Supplied data |
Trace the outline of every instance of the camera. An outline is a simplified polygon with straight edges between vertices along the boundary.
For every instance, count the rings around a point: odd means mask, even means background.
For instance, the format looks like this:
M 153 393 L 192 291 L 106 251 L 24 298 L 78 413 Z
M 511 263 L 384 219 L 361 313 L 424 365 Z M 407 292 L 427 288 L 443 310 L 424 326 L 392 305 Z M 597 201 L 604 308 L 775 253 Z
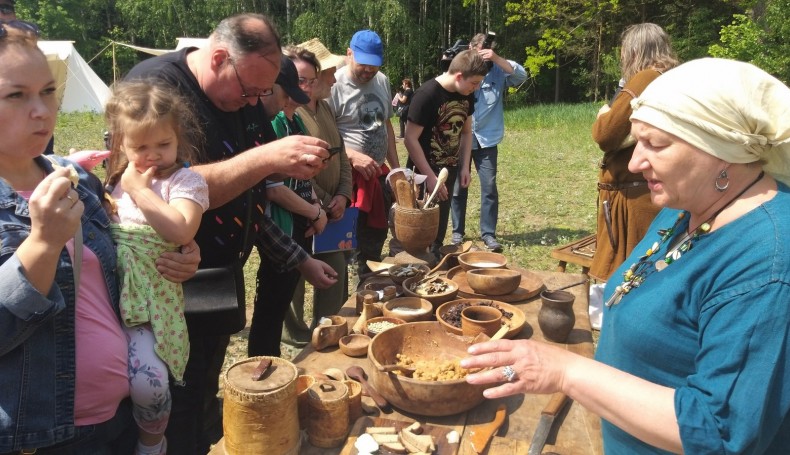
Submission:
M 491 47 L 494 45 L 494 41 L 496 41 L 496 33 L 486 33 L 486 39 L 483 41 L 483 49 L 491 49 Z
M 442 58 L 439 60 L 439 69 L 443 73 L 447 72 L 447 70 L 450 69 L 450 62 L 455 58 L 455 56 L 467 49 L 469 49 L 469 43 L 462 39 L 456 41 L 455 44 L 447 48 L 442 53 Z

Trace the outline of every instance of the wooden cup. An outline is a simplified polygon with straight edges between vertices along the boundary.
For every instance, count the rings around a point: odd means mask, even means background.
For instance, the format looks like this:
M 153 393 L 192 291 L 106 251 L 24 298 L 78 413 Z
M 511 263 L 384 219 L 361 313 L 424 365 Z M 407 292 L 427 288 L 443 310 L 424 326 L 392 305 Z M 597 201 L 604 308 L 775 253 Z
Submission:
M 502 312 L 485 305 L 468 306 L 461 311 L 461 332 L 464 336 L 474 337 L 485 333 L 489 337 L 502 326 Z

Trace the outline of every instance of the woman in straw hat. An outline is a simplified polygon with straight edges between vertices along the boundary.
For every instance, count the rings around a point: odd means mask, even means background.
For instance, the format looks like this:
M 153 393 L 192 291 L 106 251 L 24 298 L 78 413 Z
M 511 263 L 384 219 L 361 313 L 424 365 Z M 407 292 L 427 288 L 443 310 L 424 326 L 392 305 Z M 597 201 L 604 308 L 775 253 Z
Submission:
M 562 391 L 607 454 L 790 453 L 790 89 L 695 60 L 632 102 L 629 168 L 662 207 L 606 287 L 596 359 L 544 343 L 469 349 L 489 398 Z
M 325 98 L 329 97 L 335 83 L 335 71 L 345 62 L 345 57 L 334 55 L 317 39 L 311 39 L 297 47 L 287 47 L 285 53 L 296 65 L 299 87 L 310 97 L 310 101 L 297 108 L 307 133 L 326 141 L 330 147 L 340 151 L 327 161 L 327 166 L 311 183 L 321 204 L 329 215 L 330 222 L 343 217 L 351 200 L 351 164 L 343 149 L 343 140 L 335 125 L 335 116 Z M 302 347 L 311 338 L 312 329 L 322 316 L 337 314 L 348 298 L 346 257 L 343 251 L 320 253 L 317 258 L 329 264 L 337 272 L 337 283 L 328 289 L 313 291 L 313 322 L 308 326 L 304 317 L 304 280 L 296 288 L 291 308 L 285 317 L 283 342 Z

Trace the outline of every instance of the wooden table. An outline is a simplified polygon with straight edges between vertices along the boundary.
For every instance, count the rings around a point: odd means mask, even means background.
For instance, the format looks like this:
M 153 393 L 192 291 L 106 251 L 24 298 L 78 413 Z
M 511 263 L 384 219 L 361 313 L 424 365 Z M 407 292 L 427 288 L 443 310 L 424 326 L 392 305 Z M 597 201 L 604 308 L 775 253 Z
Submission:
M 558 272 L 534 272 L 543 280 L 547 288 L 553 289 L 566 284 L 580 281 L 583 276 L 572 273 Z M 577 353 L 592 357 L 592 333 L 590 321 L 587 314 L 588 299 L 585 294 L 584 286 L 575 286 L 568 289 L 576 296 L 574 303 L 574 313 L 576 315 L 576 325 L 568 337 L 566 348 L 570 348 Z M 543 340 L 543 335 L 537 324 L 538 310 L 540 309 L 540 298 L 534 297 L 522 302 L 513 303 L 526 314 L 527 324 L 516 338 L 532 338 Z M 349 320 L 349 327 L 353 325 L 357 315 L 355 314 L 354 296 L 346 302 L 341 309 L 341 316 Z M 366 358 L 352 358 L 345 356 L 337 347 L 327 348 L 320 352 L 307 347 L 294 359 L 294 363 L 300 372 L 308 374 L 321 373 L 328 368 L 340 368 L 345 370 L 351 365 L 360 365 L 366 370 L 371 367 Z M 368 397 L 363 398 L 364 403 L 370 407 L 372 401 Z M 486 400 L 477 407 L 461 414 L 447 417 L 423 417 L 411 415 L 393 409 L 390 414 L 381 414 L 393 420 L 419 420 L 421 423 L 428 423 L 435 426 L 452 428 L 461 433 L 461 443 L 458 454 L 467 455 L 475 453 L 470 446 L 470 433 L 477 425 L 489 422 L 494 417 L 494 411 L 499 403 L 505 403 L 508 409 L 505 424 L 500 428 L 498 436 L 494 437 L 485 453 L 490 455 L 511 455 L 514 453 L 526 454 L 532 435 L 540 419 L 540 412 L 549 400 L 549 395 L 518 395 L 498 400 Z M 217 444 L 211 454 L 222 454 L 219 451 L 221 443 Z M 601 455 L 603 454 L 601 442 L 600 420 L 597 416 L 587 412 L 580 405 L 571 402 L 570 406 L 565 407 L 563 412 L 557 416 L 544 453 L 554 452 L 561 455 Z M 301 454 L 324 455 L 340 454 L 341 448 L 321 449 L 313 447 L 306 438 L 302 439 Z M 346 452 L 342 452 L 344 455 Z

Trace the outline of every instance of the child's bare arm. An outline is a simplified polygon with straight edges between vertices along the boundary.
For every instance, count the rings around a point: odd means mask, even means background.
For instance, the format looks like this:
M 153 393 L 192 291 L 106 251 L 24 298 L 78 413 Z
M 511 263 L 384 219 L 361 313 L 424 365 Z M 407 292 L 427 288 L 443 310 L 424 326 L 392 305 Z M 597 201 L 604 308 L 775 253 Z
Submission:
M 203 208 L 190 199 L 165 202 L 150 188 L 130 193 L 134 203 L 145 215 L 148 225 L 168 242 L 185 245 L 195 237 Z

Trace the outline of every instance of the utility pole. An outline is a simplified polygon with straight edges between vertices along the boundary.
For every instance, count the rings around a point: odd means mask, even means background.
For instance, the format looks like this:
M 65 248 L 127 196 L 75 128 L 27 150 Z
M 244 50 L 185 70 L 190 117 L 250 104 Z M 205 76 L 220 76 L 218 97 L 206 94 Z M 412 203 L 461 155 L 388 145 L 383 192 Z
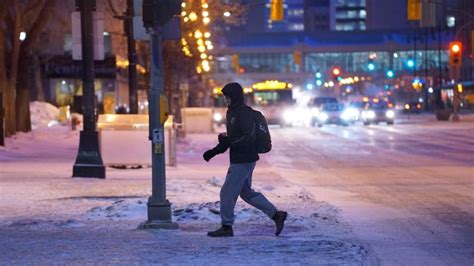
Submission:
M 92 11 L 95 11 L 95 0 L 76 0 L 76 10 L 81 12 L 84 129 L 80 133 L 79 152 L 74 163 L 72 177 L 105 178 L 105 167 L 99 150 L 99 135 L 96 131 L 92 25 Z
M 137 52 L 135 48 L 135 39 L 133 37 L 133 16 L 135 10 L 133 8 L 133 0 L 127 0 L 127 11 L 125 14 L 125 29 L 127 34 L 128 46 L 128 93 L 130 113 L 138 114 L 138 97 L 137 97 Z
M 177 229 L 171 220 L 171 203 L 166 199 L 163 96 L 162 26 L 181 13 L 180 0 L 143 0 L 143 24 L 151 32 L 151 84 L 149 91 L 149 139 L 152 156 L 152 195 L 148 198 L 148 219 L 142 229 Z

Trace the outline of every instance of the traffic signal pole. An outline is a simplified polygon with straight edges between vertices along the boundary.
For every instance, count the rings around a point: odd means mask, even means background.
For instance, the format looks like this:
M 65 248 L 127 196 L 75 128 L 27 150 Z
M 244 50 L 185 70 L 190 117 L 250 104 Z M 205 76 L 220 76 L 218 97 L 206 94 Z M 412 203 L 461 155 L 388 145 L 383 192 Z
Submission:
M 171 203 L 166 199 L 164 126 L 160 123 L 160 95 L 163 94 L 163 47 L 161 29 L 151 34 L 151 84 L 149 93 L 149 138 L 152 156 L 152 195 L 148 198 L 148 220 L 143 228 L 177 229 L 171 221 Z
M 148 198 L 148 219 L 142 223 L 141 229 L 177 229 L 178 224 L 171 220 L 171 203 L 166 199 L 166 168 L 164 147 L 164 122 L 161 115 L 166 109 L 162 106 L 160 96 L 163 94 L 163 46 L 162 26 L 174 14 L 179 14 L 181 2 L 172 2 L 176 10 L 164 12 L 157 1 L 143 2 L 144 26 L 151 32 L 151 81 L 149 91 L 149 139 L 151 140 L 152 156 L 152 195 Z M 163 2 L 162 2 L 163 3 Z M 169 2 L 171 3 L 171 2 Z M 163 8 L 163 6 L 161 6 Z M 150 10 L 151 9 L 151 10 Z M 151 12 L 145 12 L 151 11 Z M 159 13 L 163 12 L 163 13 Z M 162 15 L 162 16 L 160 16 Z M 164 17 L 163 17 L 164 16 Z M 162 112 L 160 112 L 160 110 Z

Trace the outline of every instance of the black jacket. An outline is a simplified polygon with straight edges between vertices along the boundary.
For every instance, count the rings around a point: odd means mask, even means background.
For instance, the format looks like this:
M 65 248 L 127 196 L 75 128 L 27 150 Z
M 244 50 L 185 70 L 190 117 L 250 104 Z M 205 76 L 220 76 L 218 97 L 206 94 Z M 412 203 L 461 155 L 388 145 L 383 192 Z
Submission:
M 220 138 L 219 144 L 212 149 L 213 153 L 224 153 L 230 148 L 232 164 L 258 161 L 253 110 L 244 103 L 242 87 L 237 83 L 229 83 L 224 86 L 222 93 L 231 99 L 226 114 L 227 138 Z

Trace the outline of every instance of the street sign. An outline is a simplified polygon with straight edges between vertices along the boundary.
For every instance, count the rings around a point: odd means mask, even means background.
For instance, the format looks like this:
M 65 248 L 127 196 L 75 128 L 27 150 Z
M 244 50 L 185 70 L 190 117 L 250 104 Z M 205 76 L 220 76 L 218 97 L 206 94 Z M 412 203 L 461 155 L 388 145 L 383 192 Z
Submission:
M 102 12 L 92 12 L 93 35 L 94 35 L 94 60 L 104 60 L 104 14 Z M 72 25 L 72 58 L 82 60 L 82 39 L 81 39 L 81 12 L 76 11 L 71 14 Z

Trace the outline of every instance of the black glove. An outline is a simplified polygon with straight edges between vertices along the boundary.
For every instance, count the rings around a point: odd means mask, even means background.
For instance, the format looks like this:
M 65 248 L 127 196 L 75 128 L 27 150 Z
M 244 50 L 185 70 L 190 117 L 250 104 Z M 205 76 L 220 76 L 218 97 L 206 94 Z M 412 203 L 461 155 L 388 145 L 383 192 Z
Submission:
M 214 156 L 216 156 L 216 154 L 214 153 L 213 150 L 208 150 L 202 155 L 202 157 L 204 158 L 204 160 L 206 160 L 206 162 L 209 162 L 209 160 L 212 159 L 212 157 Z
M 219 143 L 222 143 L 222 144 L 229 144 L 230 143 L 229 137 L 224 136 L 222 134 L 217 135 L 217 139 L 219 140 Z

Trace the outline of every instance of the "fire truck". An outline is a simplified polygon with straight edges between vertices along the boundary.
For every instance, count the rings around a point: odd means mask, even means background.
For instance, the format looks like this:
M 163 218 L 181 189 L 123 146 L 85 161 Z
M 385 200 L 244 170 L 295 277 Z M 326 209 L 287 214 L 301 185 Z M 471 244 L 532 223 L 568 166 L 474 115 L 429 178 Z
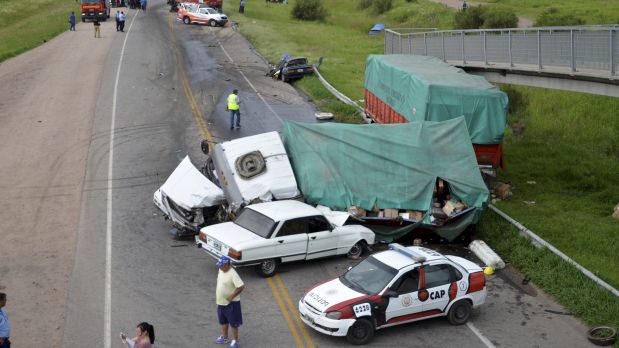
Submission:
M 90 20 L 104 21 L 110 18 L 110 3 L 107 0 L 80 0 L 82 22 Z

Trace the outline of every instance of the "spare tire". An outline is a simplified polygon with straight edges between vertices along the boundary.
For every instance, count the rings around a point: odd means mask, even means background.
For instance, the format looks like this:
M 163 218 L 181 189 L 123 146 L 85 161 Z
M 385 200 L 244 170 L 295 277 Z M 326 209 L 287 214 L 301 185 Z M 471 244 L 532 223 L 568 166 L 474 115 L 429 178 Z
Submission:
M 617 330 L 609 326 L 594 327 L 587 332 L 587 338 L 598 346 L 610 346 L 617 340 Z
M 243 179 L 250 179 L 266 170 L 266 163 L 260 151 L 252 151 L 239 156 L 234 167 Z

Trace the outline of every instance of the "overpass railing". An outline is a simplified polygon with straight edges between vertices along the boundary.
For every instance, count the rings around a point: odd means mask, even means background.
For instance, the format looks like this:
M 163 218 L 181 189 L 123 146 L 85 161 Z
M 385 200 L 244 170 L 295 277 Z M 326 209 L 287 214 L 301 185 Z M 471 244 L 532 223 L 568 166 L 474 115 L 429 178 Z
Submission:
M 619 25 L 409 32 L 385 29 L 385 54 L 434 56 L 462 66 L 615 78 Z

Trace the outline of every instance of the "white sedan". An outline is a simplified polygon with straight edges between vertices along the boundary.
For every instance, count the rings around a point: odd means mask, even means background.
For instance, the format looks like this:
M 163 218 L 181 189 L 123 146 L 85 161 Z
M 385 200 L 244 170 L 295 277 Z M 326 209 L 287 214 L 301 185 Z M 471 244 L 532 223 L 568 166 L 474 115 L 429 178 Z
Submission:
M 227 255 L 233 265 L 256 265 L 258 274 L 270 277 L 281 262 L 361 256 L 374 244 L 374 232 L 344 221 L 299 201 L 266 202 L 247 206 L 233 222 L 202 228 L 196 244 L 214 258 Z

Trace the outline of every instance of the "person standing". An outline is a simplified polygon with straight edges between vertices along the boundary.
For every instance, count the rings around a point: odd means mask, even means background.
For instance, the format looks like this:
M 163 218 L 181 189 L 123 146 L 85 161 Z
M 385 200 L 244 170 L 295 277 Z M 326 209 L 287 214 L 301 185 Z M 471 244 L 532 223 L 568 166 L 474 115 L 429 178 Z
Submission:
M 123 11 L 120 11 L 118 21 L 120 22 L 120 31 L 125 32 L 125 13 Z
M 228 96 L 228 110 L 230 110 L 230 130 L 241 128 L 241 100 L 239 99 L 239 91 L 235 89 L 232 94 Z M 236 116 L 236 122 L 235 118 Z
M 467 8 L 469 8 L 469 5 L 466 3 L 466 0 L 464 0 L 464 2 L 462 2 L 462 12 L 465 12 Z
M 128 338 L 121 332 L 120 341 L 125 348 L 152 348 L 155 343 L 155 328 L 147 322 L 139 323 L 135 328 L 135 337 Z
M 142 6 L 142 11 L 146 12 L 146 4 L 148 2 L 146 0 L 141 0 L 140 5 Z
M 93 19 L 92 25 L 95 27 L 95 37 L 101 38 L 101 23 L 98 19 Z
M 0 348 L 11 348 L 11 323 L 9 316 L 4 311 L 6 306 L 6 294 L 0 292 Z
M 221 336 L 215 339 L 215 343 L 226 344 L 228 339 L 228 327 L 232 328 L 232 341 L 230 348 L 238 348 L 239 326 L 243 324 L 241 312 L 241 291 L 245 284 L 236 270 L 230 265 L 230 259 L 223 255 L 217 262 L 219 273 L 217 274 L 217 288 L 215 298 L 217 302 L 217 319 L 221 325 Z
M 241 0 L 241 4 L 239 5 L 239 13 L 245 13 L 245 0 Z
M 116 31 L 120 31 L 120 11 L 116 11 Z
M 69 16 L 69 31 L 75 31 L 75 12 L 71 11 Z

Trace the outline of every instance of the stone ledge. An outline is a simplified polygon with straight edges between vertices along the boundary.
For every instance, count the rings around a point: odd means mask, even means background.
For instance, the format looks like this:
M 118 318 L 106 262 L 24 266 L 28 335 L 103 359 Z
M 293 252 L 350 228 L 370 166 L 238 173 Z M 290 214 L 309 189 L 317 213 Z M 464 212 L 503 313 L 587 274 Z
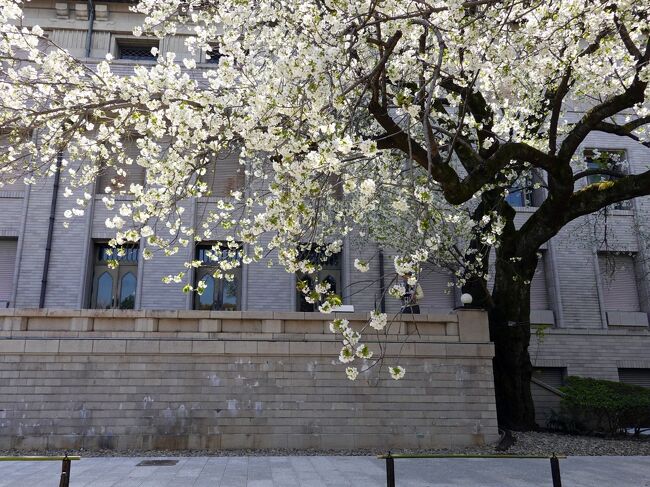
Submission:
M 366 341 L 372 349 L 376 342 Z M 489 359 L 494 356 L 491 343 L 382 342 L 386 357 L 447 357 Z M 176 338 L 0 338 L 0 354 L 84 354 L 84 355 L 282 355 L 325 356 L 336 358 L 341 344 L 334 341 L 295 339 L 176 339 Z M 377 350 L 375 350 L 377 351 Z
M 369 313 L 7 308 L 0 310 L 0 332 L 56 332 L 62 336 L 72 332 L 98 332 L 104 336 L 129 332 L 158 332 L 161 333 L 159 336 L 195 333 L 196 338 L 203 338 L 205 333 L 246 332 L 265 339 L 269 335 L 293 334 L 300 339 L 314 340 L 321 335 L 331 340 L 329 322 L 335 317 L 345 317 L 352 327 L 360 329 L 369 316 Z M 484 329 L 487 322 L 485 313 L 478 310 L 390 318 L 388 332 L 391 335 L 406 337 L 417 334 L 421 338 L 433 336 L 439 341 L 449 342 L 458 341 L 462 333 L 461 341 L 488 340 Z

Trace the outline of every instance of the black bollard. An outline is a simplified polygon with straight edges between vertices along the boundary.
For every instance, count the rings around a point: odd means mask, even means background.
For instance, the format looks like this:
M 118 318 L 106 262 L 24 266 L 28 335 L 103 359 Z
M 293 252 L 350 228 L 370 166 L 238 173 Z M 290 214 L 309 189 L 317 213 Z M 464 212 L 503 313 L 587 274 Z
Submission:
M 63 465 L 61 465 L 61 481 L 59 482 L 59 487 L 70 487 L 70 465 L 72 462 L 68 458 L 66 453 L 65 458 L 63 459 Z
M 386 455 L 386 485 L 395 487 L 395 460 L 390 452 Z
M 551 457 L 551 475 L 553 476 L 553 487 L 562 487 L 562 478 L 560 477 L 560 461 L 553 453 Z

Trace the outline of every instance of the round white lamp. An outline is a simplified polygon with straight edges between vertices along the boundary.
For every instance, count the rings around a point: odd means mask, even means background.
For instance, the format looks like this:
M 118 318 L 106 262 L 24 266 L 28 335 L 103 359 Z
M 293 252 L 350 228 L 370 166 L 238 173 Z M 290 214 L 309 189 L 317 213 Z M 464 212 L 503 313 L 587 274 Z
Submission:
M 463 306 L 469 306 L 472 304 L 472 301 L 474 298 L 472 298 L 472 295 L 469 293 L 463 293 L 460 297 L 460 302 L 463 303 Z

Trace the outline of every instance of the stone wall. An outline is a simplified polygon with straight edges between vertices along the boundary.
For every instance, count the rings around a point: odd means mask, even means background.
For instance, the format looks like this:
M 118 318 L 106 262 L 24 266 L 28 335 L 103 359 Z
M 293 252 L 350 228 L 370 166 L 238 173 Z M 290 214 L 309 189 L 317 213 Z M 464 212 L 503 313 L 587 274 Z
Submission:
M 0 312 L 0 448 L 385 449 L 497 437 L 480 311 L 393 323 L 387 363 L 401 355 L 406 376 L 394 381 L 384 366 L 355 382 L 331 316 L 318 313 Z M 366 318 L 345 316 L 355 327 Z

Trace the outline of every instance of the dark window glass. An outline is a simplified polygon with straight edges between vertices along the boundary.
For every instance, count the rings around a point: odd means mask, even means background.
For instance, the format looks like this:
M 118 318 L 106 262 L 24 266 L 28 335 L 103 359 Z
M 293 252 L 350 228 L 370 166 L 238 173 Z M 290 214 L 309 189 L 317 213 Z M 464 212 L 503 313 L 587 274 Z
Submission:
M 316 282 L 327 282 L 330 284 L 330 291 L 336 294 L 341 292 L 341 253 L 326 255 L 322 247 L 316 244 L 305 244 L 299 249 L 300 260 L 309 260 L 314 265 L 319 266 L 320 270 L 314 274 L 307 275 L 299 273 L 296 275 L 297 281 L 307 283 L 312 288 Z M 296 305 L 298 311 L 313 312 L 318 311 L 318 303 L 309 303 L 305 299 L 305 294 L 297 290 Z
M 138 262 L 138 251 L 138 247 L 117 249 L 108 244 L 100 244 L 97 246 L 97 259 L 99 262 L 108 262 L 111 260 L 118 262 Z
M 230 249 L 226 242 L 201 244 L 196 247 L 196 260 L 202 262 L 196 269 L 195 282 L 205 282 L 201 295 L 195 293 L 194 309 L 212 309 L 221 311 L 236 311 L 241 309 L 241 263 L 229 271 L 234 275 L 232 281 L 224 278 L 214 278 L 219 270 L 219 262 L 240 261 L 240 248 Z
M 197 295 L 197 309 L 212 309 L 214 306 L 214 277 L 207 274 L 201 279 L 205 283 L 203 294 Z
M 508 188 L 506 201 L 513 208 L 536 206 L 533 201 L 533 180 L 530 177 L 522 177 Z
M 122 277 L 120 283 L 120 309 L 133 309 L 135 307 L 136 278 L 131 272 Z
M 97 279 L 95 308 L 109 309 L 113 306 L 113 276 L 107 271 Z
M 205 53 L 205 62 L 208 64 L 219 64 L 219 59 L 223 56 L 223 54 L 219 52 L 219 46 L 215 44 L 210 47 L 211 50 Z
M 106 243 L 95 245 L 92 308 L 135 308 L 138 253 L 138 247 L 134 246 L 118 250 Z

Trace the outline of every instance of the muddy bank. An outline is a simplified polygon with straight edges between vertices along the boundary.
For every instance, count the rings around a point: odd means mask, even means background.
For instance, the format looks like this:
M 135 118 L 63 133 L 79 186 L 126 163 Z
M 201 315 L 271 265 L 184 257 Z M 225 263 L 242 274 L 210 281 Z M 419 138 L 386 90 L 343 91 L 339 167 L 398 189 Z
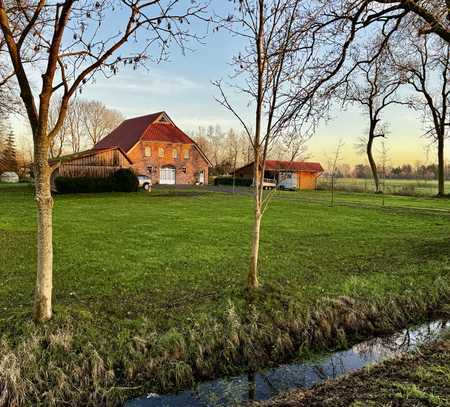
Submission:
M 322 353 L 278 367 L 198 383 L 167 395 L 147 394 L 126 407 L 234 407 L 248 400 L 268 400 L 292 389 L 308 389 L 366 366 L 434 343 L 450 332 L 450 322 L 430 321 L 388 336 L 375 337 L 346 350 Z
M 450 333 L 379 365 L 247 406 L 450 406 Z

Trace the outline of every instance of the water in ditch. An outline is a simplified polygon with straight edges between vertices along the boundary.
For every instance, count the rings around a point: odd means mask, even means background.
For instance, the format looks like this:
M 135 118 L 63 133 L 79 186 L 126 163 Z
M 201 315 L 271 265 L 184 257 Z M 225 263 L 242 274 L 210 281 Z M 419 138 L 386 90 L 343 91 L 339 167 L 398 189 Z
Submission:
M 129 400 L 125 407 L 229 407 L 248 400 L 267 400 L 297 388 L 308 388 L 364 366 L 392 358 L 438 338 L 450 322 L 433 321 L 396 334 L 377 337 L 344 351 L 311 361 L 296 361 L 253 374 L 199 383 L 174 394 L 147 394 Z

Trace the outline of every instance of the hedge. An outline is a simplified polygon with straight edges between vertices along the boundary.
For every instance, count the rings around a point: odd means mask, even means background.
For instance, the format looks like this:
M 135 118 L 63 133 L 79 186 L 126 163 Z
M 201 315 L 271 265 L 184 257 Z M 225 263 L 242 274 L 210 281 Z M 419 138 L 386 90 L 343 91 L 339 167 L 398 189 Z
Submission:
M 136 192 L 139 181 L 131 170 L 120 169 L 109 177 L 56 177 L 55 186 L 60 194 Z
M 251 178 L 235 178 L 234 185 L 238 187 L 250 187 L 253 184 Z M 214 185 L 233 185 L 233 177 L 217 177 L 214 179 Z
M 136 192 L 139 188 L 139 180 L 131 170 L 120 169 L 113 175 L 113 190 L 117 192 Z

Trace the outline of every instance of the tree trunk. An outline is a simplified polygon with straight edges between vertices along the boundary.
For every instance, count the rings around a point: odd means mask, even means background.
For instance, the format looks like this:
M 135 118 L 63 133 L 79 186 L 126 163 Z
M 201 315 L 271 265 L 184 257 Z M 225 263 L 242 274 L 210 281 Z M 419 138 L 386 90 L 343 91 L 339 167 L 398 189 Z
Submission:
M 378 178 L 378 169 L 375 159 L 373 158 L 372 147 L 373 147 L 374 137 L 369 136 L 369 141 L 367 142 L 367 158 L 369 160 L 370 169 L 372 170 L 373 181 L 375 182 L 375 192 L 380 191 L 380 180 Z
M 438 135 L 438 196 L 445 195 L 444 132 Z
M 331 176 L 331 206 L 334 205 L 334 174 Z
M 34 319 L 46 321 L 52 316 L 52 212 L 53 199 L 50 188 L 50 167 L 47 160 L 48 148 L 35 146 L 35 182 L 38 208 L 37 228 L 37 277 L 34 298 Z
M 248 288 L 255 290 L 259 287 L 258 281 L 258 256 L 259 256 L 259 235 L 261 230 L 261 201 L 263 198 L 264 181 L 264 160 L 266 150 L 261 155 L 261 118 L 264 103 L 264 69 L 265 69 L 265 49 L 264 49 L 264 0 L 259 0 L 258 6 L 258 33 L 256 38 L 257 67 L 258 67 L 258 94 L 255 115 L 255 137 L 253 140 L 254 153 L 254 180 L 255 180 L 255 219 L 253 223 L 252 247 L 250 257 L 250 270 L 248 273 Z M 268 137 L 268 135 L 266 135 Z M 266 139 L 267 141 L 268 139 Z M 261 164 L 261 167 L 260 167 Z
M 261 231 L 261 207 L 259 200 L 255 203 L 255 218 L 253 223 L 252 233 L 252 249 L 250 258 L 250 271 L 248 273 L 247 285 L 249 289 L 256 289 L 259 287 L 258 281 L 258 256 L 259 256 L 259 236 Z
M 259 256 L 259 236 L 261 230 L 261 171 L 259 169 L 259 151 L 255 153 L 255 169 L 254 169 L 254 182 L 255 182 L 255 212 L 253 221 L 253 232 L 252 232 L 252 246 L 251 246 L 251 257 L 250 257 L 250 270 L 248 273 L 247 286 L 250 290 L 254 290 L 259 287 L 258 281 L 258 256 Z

What to produce | Bring together all lines from the listing that contain the word "white".

Output of the task |
Trace the outline of every instance of the "white sedan". An outline is a simplified polygon with straight edges between vertices along the boundary.
Trace the outline of every instance of the round white lamp. An outline is a simplified polygon with straight edges between vertices along the boundary.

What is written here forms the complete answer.